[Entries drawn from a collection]
----
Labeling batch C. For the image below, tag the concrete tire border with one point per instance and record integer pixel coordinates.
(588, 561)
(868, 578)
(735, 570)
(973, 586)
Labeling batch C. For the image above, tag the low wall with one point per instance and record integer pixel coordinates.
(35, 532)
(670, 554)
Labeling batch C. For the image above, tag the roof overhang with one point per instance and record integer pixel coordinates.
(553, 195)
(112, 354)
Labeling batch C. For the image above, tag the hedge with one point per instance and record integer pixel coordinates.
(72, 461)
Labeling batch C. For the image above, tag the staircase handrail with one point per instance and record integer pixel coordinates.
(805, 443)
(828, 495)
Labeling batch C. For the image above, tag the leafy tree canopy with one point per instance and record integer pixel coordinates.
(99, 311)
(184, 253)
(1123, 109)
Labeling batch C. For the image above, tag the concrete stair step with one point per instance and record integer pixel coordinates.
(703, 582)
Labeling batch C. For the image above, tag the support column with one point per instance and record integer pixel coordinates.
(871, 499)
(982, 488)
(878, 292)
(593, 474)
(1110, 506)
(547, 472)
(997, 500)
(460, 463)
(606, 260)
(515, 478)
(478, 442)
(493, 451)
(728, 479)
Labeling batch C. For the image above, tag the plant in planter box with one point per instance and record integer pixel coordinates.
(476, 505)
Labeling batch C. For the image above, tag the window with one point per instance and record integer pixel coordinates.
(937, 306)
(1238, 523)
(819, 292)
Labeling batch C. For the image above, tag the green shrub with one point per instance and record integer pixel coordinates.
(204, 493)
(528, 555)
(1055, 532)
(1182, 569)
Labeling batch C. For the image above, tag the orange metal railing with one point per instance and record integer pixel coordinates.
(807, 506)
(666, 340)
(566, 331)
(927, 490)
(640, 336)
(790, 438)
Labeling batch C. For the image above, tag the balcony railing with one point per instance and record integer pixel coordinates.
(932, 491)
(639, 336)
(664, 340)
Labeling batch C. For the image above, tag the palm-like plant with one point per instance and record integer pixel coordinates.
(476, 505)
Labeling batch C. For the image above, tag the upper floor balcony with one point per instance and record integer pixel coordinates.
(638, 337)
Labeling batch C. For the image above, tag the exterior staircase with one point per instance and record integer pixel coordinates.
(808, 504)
----
## TASK PROMPT:
Edit the data above so that "support column" reads "pillar", and leave every other part unchanged.

## SOLUTION FOR THIS TASK:
Labeling batch C. For the image below, tag the concrete tire border with one point per instance and record integer pixel coordinates.
(588, 561)
(868, 578)
(735, 570)
(973, 586)
Labeling batch C. For the image above, tag the low wall with one point per instance and record integer pixel coordinates.
(35, 532)
(670, 554)
Labeling batch C. For the image above, tag the roof overhang with one point per instance and record integer pixel coordinates.
(553, 195)
(112, 354)
Labeling batch C. For the image above, tag the hedge with one point per instance and record integer pixel coordinates.
(72, 461)
Labeling batch C. For the image above, tag the staircase handrail with one point per instance and record integer pixel coordinates.
(805, 443)
(828, 495)
Labeling batch C. For the image above, tag the leafy tree canopy with one point per instance and record integer pixel coordinates.
(99, 311)
(184, 253)
(1123, 109)
Labeling batch C. For the image above, tag the concrete stair step with one point per instance and record integer pixel coordinates.
(703, 582)
Labeling batch C. For the image above, tag the pillar with one point per instance and record integer pixel coordinates.
(871, 499)
(982, 488)
(878, 292)
(593, 474)
(1110, 506)
(547, 472)
(997, 500)
(460, 463)
(606, 260)
(515, 478)
(478, 442)
(493, 451)
(728, 479)
Labeling batch C. For the image above, tag the plant in planter box with one point per instance and record integer pixel coordinates.
(476, 505)
Labeling batch C. For the image above, tag the window with one point per instance and record integer pixel coordinates.
(937, 306)
(1238, 523)
(819, 292)
Labeling batch C. For the image above, tag the green shrub with one point per instance and record integer pixel coordinates.
(204, 493)
(528, 555)
(1055, 532)
(1182, 569)
Labeling batch C. For the image above, tag the orange metal railing with one point per instance and record integer pixel coordinates.
(807, 506)
(666, 340)
(566, 331)
(927, 490)
(640, 336)
(790, 438)
Labeling batch C. For the image above, tag the balcony railing with one point per instance and record integer pixel coordinates.
(932, 491)
(639, 336)
(664, 340)
Labeling batch C. For the image above, tag the palm-like plant with one point per instance and record integer pixel coordinates.
(476, 505)
Labeling batch C. For the image above, tag the upper floor balcony with one point per instance and record integer pixel coordinates.
(638, 337)
Labeling batch C. For the image above, tag the exterior staircase with one point per instance and record integer pixel coordinates.
(808, 504)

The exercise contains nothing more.